Каннинг, Стрэтфорд, 1-й виконт Стрэтфорд де Рэдклиф

Поделись знанием:
(перенаправлено с «Стратфорд-Каннинг, Чарльз»)
Перейти к: навигация, поиск
Чарльз Стрэтфорд Каннинг
Stratford Canning, 1st Viscount Stratford de Redcliffe<tr><td colspan="2" style="text-align: center; border-top: solid darkgray 1px;"></td></tr>
Монарх: Георг IV
 
Рождение: 4 ноября 1786(1786-11-04)
Лондон, Великобритания
Смерть: 14 августа 1880(1880-08-14) (93 года)
Образование: Колледж Кэмбриджского университета

Чарльз Стрэтфорд Каннинг, 1-й виконт Стрэтфорд де Рэдклифф — британский дипломат и политик, долгое время исполнявший обязанности посла в Османской империи и Соединённых Штатах. Двоюродный брат премьер-министра Джорджа Каннинга.

> Исходные строки
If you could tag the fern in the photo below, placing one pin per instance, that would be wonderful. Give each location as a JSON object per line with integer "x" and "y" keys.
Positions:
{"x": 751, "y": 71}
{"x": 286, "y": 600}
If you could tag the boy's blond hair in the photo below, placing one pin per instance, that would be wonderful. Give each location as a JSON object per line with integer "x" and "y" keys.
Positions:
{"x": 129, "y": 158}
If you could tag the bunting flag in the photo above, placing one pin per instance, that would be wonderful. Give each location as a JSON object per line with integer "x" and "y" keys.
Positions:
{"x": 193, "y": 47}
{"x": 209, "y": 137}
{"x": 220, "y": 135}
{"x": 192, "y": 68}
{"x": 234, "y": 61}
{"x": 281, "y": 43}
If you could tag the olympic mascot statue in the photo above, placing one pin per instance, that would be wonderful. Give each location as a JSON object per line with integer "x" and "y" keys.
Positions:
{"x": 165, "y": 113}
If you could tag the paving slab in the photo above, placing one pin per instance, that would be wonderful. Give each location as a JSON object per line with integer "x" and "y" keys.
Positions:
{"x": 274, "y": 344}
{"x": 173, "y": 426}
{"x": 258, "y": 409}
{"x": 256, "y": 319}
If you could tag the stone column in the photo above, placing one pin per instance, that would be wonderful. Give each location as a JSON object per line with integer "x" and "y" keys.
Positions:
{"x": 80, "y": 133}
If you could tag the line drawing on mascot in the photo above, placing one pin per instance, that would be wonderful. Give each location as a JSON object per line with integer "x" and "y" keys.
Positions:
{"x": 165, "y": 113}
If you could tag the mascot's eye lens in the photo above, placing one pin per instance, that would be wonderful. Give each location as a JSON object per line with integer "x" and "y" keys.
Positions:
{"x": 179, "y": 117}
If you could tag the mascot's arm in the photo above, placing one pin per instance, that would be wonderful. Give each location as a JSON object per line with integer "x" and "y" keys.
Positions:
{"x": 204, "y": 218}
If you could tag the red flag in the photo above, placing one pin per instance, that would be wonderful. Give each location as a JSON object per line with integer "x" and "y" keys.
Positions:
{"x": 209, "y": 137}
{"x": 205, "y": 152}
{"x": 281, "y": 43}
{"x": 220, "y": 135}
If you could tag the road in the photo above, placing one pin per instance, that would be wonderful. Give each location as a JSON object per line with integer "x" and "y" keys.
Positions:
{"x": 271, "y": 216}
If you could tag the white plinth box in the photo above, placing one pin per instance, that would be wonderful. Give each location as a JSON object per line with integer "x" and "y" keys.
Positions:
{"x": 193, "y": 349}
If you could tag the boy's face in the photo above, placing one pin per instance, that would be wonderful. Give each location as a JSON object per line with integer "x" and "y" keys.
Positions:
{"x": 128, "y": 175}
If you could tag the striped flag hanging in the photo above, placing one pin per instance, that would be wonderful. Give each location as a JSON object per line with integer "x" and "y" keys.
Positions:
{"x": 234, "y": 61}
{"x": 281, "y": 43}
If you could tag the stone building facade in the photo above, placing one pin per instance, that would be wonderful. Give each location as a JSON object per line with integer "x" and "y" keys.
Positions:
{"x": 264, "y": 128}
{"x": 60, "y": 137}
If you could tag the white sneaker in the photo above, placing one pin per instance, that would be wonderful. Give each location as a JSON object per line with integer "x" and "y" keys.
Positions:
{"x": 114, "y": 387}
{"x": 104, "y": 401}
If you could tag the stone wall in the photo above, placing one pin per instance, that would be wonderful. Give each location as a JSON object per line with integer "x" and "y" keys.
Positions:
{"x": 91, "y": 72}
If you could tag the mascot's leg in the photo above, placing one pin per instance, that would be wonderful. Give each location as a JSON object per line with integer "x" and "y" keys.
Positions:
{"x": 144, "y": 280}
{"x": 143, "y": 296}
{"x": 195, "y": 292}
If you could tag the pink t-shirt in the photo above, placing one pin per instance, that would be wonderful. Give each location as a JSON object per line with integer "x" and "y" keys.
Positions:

> Задания
#1 Воспроизведите фрагмент статьи о Стрэтфорде Каннинге без изменений: начните с места, где стоят слова «Чарльз Стрэтфорд Каннинг, 1-й», и остановитесь после слов «премьер-министра Джорджа Каннинга.».
#2 Ответьте по статье о Стрэтфорде Каннинге, помечая ответы так же:
(а) В каком городе он родился?
(б) Какого числа он умер?
(в) Кем он приходился премьер-министру Джорджу Каннингу?

> Разбор решений
#1
Чарльз Стрэтфорд Каннинг, 1-й виконт Стрэтфорд де Рэдклифф — британский дипломат и политик, долгое время исполнявший обязанности посла в Османской империи и Соединённых Штатах. Двоюродный брат премьер-министра Джорджа Каннинга.

#2
(а) В Лондоне, Великобритания.
(б) 14 августа 1880 года.
(в) Двоюродным братом.